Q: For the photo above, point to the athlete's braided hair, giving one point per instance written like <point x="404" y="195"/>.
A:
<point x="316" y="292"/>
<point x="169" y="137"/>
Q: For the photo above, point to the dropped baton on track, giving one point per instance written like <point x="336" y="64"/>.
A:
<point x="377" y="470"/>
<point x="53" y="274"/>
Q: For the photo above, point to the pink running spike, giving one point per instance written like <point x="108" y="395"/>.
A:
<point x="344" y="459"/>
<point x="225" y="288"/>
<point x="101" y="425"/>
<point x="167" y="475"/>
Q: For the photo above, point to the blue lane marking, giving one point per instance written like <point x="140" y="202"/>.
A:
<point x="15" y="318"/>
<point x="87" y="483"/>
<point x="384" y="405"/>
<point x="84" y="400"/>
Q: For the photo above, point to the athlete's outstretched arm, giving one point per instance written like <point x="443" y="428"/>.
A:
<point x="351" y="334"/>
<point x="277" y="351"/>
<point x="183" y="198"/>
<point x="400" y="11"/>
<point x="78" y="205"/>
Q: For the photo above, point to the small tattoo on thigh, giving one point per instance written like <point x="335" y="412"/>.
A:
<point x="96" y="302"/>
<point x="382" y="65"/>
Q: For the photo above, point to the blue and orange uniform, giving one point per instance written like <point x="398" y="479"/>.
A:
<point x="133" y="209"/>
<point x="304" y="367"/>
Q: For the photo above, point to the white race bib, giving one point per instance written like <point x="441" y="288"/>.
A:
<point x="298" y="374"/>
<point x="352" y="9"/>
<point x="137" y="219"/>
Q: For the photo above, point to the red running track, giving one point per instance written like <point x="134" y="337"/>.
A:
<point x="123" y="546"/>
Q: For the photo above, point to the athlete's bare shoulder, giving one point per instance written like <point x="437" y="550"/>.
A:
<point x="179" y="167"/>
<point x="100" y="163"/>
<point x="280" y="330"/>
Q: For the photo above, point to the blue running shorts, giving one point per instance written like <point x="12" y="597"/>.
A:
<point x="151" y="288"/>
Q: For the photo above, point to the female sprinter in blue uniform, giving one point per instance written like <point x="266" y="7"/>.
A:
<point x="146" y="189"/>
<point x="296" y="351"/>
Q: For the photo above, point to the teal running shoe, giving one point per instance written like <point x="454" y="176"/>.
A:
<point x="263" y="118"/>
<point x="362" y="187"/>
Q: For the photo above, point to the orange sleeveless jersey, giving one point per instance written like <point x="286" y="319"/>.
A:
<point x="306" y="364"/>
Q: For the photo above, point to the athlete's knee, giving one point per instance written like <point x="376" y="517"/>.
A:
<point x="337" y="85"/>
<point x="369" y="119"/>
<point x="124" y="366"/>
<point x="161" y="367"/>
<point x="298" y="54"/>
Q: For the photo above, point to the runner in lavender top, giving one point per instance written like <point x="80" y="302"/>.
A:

###

## YOUR TASK
Please copy all of the items above word for word, leaving every character unchanged.

## PROBLEM SOLUTION
Q: For the photo above, point to the athlete's braided hair, giving one point per instance written like <point x="404" y="195"/>.
A:
<point x="316" y="292"/>
<point x="169" y="137"/>
Q: For the photo above, point to the dropped baton on track, giving one point per instance written like <point x="336" y="64"/>.
A:
<point x="377" y="470"/>
<point x="53" y="274"/>
Q: For the photo above, point to the pink running spike, giving one point per instance written like <point x="108" y="395"/>.
A:
<point x="344" y="459"/>
<point x="225" y="288"/>
<point x="101" y="425"/>
<point x="167" y="475"/>
Q: For the photo above, point to the blue lane marking, giving one point per instance written like <point x="140" y="202"/>.
A:
<point x="15" y="318"/>
<point x="87" y="483"/>
<point x="384" y="405"/>
<point x="84" y="400"/>
Q: For the photo above, point to the athlete's outstretched arm, giving one point per instance written like <point x="443" y="428"/>.
A:
<point x="351" y="334"/>
<point x="277" y="351"/>
<point x="183" y="198"/>
<point x="400" y="11"/>
<point x="78" y="205"/>
Q: For the photo above, point to the small tattoo on thigh, giving one point per instance written like <point x="335" y="412"/>.
A:
<point x="96" y="302"/>
<point x="382" y="65"/>
Q: For the photo above, point to the blue and orange uniform, giving one point per instance written like <point x="398" y="479"/>.
A:
<point x="133" y="209"/>
<point x="304" y="367"/>
Q: For the photo above, point to the white race bib, giving one point per instance written like <point x="441" y="288"/>.
A:
<point x="298" y="374"/>
<point x="352" y="9"/>
<point x="137" y="219"/>
Q: For the photo above, point to the red running track, giving one point per instance written like <point x="134" y="337"/>.
A:
<point x="123" y="546"/>
Q: For the photo above, point to the athlete's bare shoulder, giving one point per instance written like <point x="437" y="550"/>.
A:
<point x="179" y="167"/>
<point x="100" y="163"/>
<point x="280" y="330"/>
Q: For the photo above, point to the blue running shorts, giving one point per instance written like <point x="12" y="597"/>.
A:
<point x="151" y="288"/>
Q: For the photo above, point to the female sprinter in blue uniform, giving one point per instance written like <point x="266" y="7"/>.
A:
<point x="146" y="189"/>
<point x="296" y="351"/>
Q: For the photo above, point to the teal running shoe, giving one point per instance written like <point x="454" y="176"/>.
A:
<point x="263" y="118"/>
<point x="362" y="187"/>
Q: For the photo above, point to the orange sleeveless jersey, giving one point per instance written like <point x="286" y="319"/>.
A:
<point x="306" y="364"/>
Q: For the photo above, point to the athlete's knee, giving one point per instance written like <point x="376" y="517"/>.
A:
<point x="337" y="85"/>
<point x="369" y="119"/>
<point x="124" y="366"/>
<point x="161" y="367"/>
<point x="298" y="54"/>
Q: For the photo above, point to the runner in lavender top, giving one point per instance written like <point x="80" y="302"/>.
A:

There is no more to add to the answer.